[Records for the task — start]

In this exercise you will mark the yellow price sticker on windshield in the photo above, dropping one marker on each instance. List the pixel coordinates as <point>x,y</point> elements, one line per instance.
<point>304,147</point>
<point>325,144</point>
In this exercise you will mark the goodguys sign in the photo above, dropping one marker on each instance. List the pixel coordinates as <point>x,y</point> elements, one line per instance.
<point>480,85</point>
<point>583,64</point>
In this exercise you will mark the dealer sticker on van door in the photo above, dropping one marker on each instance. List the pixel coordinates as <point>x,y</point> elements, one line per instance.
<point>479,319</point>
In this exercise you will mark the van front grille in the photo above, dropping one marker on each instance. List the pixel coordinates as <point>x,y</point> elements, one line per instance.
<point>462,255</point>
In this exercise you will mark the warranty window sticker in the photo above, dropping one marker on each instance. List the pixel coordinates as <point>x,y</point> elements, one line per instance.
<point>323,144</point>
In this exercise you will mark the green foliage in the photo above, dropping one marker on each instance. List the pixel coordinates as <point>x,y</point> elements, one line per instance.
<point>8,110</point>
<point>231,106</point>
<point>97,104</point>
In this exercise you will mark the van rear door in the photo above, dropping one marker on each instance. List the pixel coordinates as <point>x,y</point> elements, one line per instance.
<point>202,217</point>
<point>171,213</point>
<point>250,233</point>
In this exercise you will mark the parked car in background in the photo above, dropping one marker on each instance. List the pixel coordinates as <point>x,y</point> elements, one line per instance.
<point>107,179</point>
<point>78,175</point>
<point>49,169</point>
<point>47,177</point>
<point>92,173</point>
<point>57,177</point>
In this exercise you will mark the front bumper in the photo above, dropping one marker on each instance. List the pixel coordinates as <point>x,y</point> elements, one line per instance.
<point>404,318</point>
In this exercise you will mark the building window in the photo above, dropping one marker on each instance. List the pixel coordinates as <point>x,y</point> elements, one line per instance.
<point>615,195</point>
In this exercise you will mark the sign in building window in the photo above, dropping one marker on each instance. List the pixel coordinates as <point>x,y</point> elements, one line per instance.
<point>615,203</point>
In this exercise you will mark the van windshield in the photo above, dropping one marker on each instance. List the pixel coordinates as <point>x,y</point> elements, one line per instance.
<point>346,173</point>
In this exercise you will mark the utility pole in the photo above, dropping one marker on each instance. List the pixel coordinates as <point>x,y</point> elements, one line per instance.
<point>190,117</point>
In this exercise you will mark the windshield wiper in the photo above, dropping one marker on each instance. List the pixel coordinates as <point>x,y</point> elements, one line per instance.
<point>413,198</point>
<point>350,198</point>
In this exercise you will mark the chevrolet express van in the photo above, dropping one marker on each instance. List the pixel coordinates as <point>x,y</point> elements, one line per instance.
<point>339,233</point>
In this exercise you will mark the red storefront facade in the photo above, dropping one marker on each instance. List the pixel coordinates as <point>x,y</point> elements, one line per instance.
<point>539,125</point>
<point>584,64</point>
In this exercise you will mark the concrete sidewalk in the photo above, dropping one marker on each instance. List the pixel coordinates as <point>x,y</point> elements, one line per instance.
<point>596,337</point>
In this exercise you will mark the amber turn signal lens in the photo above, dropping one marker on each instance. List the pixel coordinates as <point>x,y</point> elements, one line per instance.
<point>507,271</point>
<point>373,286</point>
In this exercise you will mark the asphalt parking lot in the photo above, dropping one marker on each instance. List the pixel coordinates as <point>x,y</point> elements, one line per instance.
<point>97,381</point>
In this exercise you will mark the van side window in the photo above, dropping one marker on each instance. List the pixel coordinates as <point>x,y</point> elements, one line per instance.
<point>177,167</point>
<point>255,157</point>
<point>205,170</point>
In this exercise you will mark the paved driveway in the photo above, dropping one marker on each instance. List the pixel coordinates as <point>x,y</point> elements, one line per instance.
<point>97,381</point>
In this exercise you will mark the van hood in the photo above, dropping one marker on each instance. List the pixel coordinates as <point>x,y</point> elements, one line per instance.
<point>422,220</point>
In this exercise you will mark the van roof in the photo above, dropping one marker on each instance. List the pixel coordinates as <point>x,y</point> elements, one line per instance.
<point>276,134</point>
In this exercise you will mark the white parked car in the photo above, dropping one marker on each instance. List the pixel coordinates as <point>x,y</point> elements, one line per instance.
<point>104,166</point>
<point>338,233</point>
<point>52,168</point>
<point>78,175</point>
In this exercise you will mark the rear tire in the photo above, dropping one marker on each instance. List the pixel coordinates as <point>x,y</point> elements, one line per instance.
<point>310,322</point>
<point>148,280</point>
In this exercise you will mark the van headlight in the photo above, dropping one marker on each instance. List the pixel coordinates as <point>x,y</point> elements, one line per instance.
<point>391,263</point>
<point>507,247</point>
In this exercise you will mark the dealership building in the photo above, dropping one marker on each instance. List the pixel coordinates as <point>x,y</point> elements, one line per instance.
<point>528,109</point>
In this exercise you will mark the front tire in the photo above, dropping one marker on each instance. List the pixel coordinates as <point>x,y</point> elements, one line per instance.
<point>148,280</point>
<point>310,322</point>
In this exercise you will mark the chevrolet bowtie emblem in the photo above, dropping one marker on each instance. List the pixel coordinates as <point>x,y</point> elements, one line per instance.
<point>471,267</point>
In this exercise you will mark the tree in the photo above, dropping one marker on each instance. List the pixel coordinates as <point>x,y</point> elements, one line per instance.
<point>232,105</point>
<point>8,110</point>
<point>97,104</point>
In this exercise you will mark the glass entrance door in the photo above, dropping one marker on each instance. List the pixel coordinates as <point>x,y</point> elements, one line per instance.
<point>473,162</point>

[Records for the task — finish]

*Problem details:* Could you return the complete set of entries exactly?

*Task response:*
In this exercise you will mark the yellow price sticker on windshield in the photo above, dropping one marker on each instance. List the pixel coordinates as <point>x,y</point> elements, one line per instance.
<point>304,147</point>
<point>325,144</point>
In this exercise you will mark the goodguys sign in the photo above, dropping one marker on each instance. List the pixel coordinates as <point>x,y</point> elements, one line per instance.
<point>480,85</point>
<point>583,64</point>
In this exercise you will mark the dealer sticker on van door in the photo above, dropping one marker on each instance. List the pixel coordinates as <point>x,y</point> elements, one line per instance.
<point>479,319</point>
In this exercise you will mark the van front grille in the photo above, dropping one marker on each instance. List the pixel coordinates as <point>x,y</point> elements, one line per instance.
<point>462,255</point>
In this exercise you will mark the warranty window sticker in the photo above, dropping one marker on each instance. List the pixel coordinates as <point>x,y</point> elements, one line per instance.
<point>323,144</point>
In this exercise you will mark the green foliage in the photo above, dropping one marker on each instance. List the pixel coordinates as <point>x,y</point> elements, one line per instance.
<point>8,110</point>
<point>231,106</point>
<point>97,104</point>
In this exercise you will mark the van rear door in the photo above, dropping one marker on each instance. List the pixel coordinates as <point>x,y</point> elements, one line per instance.
<point>202,217</point>
<point>171,213</point>
<point>250,233</point>
In this exercise you will mark the parked car in background in the photo above, dropping one marker on each instance. List the pixel coordinates as <point>x,y</point> elements, one line per instance.
<point>107,179</point>
<point>78,175</point>
<point>49,169</point>
<point>47,177</point>
<point>92,173</point>
<point>57,177</point>
In this exercise you will mark the front bumper in the photo above, dropping one marker on each instance. List the pixel coordinates as <point>x,y</point> elements, one line per instance.
<point>404,318</point>
In this exercise you will mark the building window in the photo above, dropping one marker on each instance. List the pixel coordinates as <point>x,y</point> elements, one line per instance.
<point>615,195</point>
In this exercise you will mark the sign in building window in the photo above, dropping one marker on each instance. List the pixel coordinates as <point>x,y</point> elements, one line per instance.
<point>615,203</point>
In this exercise you will mark the van windshield in the photo above, dropping one marker on each instance. List the pixel coordinates as <point>x,y</point> elements, one line per instance.
<point>346,173</point>
In this exercise you will mark the utility pole in the photo above, dropping one marker on each instance. List the pixel coordinates as <point>x,y</point> elements, one line per instance.
<point>190,117</point>
In this exercise you will mark the windshield wiper in the photo above, dropping one marker on each instance. List the pixel coordinates as <point>x,y</point> elements, one line per instance.
<point>413,198</point>
<point>350,198</point>
In this exercise you will mark the chevrolet express van in the photo above, dropping one marker on each instance. List the pixel coordinates as <point>x,y</point> elements, one line per instance.
<point>339,233</point>
In this exercise you will mark the red storefront facade in the photo above, dropping one marker on each instance. List the pixel coordinates as <point>x,y</point> elements, one line per instance.
<point>539,125</point>
<point>584,64</point>
In this exercise you will mark the concrete sidewalk in the photo above, dropping one marker on each instance. List the pixel coordinates as <point>x,y</point> elements, one line per instance.
<point>596,337</point>
In this exercise you will mark the amber turn signal lens in the photo above, dropping one marker on each instance. List the pixel coordinates as <point>x,y</point> elements, one line per instance.
<point>507,271</point>
<point>373,286</point>
In this exercise you will mark the asphalt parking lot in the photo above, dropping one marker on each instance. List the pixel coordinates as <point>x,y</point> elements, one line per instance.
<point>97,381</point>
In this exercise you will mark the van side window in the photo above, dropping one marker on each instance. List the pixel coordinates as <point>x,y</point> elements, one line per instance.
<point>177,167</point>
<point>255,157</point>
<point>205,170</point>
In this exercise you will mark the paved driveway in the photo above, dropping one marker on each instance. List the pixel coordinates as <point>x,y</point> elements, one line per instance.
<point>97,381</point>
In this exercise you will mark the van hood in the photo above, dropping one marker on each instance. List the pixel coordinates as <point>x,y</point> elements, one line per instance.
<point>422,220</point>
In this exercise you will mark the van roof in the photo above, dropping one marker on each instance. List the pixel coordinates as <point>x,y</point> elements, one line per instance.
<point>276,134</point>
In this exercise you will mark the white parked car in the photo above, dropping one marker on each instance. List the pixel coordinates as <point>x,y</point> elements, one line per instance.
<point>104,166</point>
<point>338,233</point>
<point>52,168</point>
<point>78,175</point>
In this exercise you will mark the rear tire in the photo above, dropping one marker on each instance. List the pixel coordinates as <point>x,y</point> elements, one line per instance.
<point>310,322</point>
<point>148,280</point>
In this exercise you will mark the van headlight in the photo above, dropping one marker on each instance. List the pixel coordinates as <point>x,y</point> elements, one line per instance.
<point>391,263</point>
<point>507,247</point>
In this exercise you will mark the dealership building in the photo above, dropping one marker on each instance. List the pixel coordinates as <point>x,y</point> elements, one line per instance.
<point>528,109</point>
In this exercise you will mark the front tire in the photo above, dropping one marker on each instance. List the pixel coordinates as <point>x,y</point> elements, one line per instance.
<point>148,280</point>
<point>310,322</point>
In this exercise you will mark the chevrolet bowtie emblem in the photo above, dropping one marker on each instance. List the pixel coordinates as <point>x,y</point> elements, one line per instance.
<point>471,267</point>
In this exercise you will mark the tree in the photo above, dropping one marker on each instance. List the pixel coordinates as <point>x,y</point> elements, one line per instance.
<point>232,105</point>
<point>8,110</point>
<point>97,104</point>
In this exercise you will mark the glass entrance door in the photo above, dropping one marker on each instance. List the pixel coordinates as <point>x,y</point> elements, one line per instance.
<point>473,162</point>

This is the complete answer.